* Instruction
Locate every line in the records that contains the string "lamp" and copy each one out, treating uppercase and lowercase as different.

Dataset rows showing where objects appear
========
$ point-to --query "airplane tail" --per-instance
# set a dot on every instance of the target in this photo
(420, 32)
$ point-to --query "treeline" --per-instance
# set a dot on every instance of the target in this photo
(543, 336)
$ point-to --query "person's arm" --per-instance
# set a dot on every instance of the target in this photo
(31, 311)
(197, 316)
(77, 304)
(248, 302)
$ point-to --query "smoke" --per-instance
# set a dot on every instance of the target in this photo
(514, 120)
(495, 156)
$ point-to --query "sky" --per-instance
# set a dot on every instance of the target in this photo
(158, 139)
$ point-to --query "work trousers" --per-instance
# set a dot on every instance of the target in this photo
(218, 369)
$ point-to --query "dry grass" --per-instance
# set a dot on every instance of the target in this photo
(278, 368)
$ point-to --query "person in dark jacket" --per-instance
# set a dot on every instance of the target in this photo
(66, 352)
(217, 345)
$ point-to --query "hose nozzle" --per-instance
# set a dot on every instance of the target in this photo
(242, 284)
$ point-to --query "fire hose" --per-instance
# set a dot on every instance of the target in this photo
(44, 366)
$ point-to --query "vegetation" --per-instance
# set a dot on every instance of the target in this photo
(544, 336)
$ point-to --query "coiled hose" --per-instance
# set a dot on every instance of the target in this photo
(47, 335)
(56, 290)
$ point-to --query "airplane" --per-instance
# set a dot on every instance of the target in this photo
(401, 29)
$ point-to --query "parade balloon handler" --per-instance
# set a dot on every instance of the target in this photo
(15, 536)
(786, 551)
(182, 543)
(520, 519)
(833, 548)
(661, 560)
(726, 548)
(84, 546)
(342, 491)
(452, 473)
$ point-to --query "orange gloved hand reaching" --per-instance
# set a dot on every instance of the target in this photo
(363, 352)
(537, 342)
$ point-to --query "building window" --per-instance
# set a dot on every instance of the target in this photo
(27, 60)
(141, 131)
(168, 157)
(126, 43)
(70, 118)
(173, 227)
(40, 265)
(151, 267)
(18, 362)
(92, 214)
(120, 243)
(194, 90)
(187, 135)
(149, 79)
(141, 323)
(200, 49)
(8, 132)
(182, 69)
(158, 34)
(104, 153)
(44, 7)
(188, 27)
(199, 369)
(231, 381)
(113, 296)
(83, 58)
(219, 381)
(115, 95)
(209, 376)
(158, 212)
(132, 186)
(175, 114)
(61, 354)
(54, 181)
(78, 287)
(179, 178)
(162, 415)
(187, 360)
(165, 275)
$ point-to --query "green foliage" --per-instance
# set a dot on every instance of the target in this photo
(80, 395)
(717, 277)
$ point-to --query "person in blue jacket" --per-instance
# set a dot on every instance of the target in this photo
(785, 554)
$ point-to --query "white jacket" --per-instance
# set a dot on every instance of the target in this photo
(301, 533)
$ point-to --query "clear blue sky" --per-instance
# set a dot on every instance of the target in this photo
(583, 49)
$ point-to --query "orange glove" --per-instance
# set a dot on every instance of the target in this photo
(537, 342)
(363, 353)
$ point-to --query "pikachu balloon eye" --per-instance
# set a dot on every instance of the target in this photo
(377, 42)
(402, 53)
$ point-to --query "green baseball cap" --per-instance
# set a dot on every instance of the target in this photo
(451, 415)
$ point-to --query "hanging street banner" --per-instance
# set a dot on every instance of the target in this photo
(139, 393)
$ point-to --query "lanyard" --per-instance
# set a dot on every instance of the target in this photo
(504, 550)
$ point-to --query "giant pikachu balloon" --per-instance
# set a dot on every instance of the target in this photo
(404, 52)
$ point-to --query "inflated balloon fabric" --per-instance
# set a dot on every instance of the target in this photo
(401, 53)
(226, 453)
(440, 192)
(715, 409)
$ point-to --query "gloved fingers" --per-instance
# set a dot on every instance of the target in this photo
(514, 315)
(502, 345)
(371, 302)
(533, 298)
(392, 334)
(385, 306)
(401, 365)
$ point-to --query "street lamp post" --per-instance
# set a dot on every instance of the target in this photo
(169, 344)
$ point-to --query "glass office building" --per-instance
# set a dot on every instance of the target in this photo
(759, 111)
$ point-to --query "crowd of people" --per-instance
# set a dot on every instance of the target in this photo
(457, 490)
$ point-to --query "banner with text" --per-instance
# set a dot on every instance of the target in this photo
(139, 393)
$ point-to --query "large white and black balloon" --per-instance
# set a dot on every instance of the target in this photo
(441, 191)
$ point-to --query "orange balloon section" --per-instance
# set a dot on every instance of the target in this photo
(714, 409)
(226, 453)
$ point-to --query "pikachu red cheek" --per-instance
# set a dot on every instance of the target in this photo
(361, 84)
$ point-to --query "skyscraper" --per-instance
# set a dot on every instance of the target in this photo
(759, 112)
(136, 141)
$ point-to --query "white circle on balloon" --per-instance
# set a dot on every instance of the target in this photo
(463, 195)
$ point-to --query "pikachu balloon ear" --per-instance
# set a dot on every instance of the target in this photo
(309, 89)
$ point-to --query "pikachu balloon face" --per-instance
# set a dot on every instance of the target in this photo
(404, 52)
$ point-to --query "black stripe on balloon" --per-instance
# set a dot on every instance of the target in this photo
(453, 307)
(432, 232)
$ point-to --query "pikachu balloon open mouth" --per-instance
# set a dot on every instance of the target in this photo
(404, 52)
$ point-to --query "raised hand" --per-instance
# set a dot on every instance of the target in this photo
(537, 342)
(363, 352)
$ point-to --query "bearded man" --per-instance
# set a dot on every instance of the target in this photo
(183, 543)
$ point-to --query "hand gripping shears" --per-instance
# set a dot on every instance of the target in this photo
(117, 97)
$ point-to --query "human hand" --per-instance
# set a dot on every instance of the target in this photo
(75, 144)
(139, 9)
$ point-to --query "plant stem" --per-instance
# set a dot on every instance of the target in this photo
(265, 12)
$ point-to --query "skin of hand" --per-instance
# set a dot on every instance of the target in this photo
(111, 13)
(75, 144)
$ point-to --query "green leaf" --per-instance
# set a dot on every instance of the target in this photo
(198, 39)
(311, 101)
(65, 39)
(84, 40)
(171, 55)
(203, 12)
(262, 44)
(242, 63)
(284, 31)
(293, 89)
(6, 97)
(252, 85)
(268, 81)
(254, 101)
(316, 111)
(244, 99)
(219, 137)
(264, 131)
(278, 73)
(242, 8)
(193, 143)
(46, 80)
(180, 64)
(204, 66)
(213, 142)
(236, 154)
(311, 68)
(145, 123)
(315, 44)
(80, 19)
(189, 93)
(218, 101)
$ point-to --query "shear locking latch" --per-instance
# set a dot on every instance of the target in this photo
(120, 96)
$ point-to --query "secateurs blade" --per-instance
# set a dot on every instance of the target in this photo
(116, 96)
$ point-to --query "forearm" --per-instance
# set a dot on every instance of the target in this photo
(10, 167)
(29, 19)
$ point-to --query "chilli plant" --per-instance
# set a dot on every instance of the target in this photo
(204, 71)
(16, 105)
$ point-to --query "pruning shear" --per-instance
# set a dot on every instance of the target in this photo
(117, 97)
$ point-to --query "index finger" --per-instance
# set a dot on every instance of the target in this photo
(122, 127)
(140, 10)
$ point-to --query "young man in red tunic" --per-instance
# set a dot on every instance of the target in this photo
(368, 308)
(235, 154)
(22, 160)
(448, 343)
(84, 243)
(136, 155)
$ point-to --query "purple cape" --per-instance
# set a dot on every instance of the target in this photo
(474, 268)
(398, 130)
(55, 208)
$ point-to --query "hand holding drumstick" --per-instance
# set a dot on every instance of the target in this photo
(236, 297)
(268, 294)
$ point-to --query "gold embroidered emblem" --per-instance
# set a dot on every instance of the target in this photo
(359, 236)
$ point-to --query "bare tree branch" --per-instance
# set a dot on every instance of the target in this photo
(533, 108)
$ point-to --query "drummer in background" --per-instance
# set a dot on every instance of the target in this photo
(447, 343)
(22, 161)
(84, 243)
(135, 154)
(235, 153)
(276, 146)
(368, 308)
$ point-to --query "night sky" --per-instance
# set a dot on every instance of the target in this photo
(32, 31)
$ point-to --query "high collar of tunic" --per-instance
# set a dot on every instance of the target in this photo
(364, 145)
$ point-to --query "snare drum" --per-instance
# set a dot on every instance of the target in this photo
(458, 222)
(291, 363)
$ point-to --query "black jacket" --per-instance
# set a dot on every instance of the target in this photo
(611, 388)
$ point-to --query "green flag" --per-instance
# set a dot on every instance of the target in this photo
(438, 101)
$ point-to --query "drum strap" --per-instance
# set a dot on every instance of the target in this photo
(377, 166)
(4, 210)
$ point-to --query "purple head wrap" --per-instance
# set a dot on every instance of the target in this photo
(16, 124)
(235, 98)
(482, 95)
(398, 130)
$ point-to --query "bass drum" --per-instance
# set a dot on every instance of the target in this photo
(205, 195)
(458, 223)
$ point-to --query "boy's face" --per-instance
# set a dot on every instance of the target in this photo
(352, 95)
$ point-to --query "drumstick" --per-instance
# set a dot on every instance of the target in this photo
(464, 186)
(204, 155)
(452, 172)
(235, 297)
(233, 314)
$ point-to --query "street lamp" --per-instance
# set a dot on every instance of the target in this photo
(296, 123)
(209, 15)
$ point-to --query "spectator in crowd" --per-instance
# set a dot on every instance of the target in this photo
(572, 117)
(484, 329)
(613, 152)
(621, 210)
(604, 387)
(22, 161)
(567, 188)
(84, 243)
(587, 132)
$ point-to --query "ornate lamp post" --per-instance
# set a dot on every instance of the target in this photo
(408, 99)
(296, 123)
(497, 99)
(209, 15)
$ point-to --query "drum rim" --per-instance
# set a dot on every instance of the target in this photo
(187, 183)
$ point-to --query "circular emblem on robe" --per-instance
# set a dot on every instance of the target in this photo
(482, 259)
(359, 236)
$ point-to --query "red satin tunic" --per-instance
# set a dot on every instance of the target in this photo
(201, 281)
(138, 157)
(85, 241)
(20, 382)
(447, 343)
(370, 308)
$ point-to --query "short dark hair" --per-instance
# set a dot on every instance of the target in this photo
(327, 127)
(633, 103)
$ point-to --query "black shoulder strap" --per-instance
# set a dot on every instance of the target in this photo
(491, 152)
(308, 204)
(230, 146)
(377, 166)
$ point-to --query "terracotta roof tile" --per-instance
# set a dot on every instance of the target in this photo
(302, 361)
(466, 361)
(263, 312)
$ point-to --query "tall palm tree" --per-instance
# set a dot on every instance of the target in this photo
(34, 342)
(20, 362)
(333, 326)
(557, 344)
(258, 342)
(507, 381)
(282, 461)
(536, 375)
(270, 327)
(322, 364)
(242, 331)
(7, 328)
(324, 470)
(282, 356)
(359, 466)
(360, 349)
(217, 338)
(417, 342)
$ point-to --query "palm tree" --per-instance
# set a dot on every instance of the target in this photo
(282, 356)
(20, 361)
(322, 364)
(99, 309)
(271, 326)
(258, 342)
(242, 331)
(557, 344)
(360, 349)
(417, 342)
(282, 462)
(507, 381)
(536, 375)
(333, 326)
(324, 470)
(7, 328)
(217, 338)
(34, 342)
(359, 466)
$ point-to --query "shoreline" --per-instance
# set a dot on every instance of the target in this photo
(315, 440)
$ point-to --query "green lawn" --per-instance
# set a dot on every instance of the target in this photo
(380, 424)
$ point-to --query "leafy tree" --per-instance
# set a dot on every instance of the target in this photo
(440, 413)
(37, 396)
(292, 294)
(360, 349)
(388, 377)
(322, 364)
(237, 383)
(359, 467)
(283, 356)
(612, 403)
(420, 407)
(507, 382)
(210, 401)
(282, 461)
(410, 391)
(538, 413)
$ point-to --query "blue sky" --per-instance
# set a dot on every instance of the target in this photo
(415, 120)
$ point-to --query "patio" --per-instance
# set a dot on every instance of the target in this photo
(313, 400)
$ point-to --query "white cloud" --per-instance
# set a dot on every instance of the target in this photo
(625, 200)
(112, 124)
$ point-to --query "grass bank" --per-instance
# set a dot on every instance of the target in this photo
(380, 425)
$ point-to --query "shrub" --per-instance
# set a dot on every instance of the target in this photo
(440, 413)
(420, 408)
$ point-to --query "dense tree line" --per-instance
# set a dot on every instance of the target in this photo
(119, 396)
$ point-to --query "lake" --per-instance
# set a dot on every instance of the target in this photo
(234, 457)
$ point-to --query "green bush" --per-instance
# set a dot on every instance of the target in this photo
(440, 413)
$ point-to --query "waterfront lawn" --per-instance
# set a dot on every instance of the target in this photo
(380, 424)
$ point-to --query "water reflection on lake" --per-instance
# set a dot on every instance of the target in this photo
========
* Response to the exercise
$ point-to --query "street lamp post" --per-instance
$ point-to --query "street lamp" --per-instance
$ point-to --query "ornate lamp post" --per-instance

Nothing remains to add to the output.